* Pan-European FTSEurofirst 300 index down 1.5 percent
* Anglo American hits record low after restructuring plans
* BHP Billiton falls after a civil lawsuit (Adds detail)
By Atul Prakash
LONDON, Dec 8 (Reuters) - European shares fell on Tuesday, with Anglo American slumping to a new record low after suspending its dividend and BHP Billiton slipping after a civil lawsuit seeking billion of dollars in damages.
The STOXX Europe 600 Basic Resources sector fell 6.2 percent to its lowest level since March 2009.
Shares in Anglo American sank nearly 9 percent after the miner announced restructuring steps, including plans to consolidate into three business units from six, sell more assets and suspend dividends for the second half of this year.
BHP Billiton fell 5.7 percent after a deadly dam burst at a Brazilian iron ore mine triggered a civil lawsuit, seeking 20 billion reais ($5.31 billion) in environmental and property damages from mine operator Samarco and its owners, BHP and Vale.
The pan-European FTSEurofirst 300 index was down 1.5 percent at 1,441.54 points by 1242 GMT.
Miners also suffered from a fall in metals prices on lingering concerns about their demand in top consumer China.
China’s trade performance remained weak in November, casting doubt on hopes that its economy would level off in the fourth quarter and spelling more pain for its major trading partners.

Listing =>

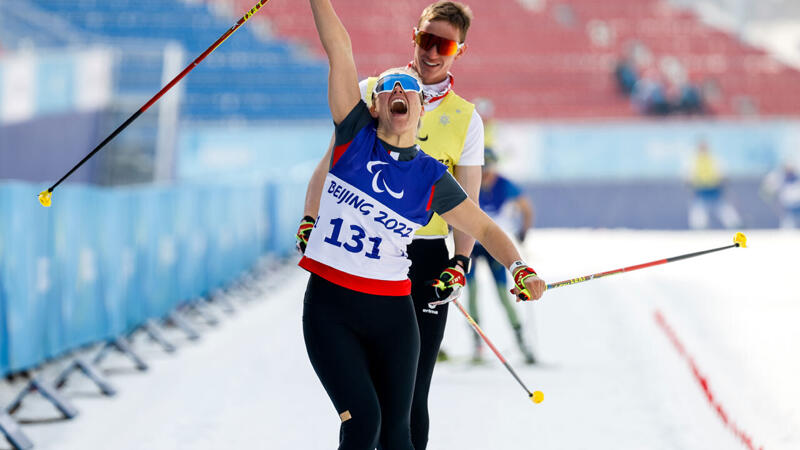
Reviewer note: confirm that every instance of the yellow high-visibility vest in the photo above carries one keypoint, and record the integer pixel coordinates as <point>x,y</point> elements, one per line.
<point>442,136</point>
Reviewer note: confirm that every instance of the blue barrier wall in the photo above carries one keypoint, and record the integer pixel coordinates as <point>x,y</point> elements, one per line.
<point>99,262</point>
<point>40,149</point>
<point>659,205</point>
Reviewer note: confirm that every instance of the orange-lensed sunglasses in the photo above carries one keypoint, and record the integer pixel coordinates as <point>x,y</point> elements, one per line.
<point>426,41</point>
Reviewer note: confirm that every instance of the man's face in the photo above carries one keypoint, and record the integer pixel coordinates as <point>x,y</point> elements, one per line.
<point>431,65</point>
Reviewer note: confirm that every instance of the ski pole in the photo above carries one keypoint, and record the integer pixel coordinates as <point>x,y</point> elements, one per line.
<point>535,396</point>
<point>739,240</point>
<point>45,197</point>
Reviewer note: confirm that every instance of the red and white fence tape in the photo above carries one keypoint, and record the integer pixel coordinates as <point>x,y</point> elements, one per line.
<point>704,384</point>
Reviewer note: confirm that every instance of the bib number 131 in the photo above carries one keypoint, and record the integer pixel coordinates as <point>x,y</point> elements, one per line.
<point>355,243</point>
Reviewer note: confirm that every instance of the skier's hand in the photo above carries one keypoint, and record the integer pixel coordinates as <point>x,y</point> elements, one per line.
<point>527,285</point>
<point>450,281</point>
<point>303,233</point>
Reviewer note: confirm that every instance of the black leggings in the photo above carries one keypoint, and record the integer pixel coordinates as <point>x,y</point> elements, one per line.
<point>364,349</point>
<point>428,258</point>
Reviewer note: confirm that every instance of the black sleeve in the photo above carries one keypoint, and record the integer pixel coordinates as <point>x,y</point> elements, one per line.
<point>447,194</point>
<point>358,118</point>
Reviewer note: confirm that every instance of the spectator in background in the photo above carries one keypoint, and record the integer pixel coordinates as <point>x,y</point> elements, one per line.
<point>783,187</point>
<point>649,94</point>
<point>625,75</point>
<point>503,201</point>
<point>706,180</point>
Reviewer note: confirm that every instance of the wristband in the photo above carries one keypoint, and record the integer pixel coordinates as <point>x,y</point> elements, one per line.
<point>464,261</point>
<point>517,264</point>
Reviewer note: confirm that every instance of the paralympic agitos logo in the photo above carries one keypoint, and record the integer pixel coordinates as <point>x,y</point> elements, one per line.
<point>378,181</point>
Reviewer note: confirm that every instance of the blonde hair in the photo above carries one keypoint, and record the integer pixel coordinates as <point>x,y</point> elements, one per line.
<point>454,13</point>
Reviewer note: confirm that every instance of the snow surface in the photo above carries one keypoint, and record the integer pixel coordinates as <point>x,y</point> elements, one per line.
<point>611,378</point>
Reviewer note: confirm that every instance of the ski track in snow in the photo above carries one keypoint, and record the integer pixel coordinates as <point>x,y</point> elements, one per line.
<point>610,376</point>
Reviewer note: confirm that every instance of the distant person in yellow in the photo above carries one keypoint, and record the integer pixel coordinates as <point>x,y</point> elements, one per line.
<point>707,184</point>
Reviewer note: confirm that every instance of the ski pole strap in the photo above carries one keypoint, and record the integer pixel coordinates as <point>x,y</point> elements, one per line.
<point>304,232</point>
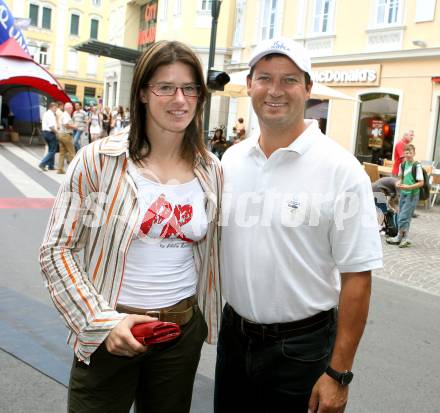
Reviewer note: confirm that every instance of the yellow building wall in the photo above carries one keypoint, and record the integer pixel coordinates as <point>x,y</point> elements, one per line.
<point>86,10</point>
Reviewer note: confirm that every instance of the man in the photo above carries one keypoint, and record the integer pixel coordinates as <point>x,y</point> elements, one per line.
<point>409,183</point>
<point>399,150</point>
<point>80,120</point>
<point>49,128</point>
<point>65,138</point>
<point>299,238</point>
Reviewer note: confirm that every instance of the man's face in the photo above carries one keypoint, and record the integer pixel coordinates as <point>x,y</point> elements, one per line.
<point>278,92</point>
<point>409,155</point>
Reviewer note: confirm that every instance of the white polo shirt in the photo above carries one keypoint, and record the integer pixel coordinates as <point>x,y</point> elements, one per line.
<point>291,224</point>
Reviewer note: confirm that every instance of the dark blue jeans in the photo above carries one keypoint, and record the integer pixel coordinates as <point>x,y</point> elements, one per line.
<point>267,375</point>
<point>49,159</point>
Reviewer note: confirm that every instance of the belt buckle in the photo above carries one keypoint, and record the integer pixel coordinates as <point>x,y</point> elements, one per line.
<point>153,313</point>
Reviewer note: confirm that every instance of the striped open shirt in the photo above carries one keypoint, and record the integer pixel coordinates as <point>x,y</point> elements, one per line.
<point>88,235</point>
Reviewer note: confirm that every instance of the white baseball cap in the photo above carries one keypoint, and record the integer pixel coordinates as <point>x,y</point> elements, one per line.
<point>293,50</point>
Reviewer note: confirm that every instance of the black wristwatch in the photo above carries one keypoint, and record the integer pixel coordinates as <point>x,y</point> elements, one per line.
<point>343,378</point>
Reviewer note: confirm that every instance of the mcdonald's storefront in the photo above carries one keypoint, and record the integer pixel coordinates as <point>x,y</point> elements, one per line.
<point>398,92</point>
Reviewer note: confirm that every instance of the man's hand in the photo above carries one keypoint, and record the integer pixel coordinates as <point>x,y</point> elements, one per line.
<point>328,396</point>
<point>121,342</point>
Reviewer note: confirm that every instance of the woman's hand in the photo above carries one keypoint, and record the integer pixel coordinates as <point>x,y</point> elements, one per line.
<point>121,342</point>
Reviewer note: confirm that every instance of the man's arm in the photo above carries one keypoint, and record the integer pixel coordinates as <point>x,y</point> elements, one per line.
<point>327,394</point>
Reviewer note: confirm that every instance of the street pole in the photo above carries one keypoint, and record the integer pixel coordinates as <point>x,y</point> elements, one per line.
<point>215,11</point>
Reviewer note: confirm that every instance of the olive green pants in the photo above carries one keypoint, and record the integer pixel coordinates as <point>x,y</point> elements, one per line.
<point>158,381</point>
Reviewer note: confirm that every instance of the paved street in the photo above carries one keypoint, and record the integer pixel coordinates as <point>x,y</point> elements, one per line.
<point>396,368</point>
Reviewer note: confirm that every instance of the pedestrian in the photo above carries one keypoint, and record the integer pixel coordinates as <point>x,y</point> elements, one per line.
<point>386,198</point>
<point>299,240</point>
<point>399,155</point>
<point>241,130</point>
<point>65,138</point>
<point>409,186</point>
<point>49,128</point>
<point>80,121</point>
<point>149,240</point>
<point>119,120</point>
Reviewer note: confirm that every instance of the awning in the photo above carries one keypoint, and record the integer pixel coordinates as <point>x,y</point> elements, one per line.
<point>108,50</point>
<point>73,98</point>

==

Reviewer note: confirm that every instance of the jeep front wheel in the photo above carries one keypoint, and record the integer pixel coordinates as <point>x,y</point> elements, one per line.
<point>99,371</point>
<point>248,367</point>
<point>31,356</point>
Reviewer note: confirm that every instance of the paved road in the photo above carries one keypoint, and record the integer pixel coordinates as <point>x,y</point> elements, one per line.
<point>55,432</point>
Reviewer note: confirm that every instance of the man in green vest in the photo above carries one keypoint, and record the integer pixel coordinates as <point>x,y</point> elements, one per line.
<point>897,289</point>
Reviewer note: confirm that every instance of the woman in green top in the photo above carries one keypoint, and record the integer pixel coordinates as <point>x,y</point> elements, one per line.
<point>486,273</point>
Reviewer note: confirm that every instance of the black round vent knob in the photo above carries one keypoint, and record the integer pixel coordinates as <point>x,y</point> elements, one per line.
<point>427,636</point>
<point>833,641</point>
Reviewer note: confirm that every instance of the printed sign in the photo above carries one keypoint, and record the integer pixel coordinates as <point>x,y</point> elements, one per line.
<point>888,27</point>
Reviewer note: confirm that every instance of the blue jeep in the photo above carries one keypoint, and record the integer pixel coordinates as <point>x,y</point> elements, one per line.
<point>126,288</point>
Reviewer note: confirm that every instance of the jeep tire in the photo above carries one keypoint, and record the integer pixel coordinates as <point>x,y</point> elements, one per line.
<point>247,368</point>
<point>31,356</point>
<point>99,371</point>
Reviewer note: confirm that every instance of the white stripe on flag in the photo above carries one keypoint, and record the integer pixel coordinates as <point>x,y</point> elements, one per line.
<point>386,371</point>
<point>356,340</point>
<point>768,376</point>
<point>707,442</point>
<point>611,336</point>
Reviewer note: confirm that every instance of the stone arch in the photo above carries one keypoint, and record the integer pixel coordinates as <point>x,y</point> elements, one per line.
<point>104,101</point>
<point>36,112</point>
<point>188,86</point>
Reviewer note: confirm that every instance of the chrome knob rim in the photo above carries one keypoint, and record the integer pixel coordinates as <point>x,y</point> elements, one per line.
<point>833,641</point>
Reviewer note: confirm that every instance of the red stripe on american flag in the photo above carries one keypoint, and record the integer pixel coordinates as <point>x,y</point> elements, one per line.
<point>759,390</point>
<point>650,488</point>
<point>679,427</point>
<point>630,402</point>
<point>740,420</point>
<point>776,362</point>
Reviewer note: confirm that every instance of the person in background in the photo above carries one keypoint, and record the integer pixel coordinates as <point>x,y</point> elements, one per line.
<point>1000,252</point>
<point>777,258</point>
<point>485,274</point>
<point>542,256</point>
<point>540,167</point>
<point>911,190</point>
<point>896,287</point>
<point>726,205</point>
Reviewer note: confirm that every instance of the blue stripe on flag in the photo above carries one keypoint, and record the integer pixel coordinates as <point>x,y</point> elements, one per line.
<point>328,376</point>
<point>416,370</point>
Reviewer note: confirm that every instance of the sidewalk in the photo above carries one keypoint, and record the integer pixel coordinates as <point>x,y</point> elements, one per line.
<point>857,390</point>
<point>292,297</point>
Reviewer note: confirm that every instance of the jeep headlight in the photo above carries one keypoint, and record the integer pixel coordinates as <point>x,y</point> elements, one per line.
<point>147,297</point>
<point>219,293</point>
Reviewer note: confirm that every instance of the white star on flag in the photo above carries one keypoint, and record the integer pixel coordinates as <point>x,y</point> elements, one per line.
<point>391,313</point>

--

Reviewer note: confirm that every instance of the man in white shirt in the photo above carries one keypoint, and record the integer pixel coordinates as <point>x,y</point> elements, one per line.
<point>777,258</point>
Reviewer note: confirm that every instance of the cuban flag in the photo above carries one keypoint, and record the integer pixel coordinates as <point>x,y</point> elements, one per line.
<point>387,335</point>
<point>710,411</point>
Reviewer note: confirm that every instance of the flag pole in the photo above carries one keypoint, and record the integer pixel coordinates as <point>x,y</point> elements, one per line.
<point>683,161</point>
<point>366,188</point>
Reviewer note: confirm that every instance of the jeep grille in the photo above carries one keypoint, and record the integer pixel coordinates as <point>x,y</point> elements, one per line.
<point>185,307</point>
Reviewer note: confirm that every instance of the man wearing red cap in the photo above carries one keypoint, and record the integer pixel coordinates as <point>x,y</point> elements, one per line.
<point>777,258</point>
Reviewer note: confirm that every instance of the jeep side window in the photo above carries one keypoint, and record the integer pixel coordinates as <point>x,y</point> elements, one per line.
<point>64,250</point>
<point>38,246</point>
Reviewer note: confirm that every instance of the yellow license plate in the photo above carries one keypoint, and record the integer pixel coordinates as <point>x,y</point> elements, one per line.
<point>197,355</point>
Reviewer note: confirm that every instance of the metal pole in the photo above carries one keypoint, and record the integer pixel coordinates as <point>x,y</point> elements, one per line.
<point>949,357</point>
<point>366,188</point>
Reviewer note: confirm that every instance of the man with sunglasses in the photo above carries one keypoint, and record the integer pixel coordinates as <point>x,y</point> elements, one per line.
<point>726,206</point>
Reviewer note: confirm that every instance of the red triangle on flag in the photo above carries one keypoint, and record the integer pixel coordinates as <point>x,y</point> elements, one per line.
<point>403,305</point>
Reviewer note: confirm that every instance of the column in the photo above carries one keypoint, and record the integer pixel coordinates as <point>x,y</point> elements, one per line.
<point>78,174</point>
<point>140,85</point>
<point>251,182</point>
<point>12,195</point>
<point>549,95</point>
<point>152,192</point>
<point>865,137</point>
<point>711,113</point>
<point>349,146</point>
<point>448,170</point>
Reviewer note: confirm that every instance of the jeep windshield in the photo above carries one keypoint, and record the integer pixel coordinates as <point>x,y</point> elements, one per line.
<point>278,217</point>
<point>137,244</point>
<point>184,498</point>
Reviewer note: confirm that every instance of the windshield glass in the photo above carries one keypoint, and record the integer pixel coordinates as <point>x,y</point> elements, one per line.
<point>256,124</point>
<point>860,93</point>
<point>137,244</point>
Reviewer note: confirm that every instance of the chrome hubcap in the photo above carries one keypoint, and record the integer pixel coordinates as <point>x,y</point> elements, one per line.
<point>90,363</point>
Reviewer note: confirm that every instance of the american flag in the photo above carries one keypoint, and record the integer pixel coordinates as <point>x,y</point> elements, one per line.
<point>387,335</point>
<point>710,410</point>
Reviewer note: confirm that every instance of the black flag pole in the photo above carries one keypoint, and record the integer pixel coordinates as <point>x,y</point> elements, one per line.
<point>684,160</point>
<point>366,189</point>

Work to be completed => Rewrite the European shares report between "Shares in Anglo" and "BHP and Vale.", inclusive, with "business units" replaced by "divisions".

Response to the exercise =>
Shares in Anglo American sank nearly 9 percent after the miner announced restructuring steps, including plans to consolidate into three divisions from six, sell more assets and suspend dividends for the second half of this year.
BHP Billiton fell 5.7 percent after a deadly dam burst at a Brazilian iron ore mine triggered a civil lawsuit, seeking 20 billion reais ($5.31 billion) in environmental and property damages from mine operator Samarco and its owners, BHP and Vale.